* _PASSAGE SHOWN_

══════

Since we are interested only in text variables, let's extract the text features:

train <- train[,.(listing_id,features, description,street_address,display_address,interest_level)]
test <- test[,.(listing_id,features,street_address,display_address,description)]

Let's quickly understand what the data is about:

dim(train)
dim(test)
head(train)
head(test)
sapply(train,class)
sapply(test,class)

From the analysis above, we can derive the following insights:

The train data has 49352 rows and 6 columns. The test data has 74659 rows and 5 columns.
interest_level is the dependent variable i.e. the variable to predict
listing_id variable has unique value for every listing. In other words, it is the identifier variable.
features comprises of a list of features for every listing_id
description refers to the description of a listing_id provided by the agent
Street address and display address refers to the address of the listed apartment.

Let's start with the analysis.

We'll now join the data and create some new features.

#join data
test[,interest_level := "None"]
tdata <- rbindlist(list(train,test))

#fill empty values in the list
tdata[,features := ifelse(map(features, is_empty),"aempty",features)]

#count number of features per listing
tdata[,feature_count := unlist(lapply(features, length))]

#count number of words in description
tdata[,desc_word_count := str_count(description,pattern = "\\w+")]

#count total length of description
tdata[,desc_len := str_count(description)]

#similarity between address
tdata[,lev_sim := levenshteinDist(street_address,display_address)]

Feature engineering doesn't play by a fixed set of rules. With a different data set, you'll always discover new potential set of features. The best way to become at expert at feature engineering is solve different types of problems. Anyhow, for this problem I've created the following variables:

Count of number of features per listing
Count of number of words in the description
Count of total length of the description
Similarity between street and display address using levenshtein distance

dim(tdata)

══════

* _RECORDS PROVIDED_

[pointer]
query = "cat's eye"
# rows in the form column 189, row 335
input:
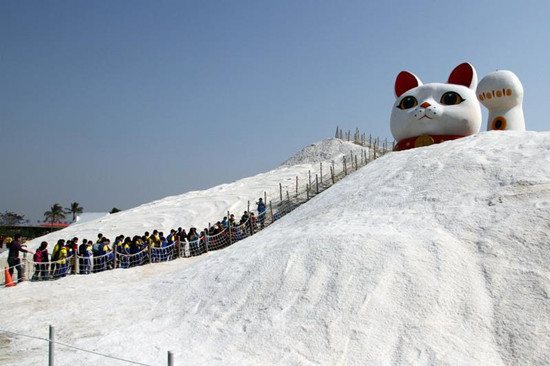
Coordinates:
column 451, row 98
column 407, row 103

══════

* _GIVEN REQUEST 1_
Write out everything in the R walkthrough on text features from "interest_level is the" down to "with the analysis.", keeping the wording unchanged.
* _GIVEN REQUEST 2_
Rewrite every line of the records as a numbered list, dropping the blank lines. Leave the pictures out of your answer.
The R walkthrough and the records come from unrelated sources.

* _WRITTEN REPLY 1_
interest_level is the dependent variable i.e. the variable to predict
listing_id variable has unique value for every listing. In other words, it is the identifier variable.
features comprises of a list of features for every listing_id
description refers to the description of a listing_id provided by the agent
Street address and display address refers to the address of the listed apartment.

Let's start with the analysis.

* _WRITTEN REPLY 2_
1. [pointer]
2. query = "cat's eye"
3. # rows in the form column 189, row 335
4. input:
5. Coordinates:
6. column 451, row 98
7. column 407, row 103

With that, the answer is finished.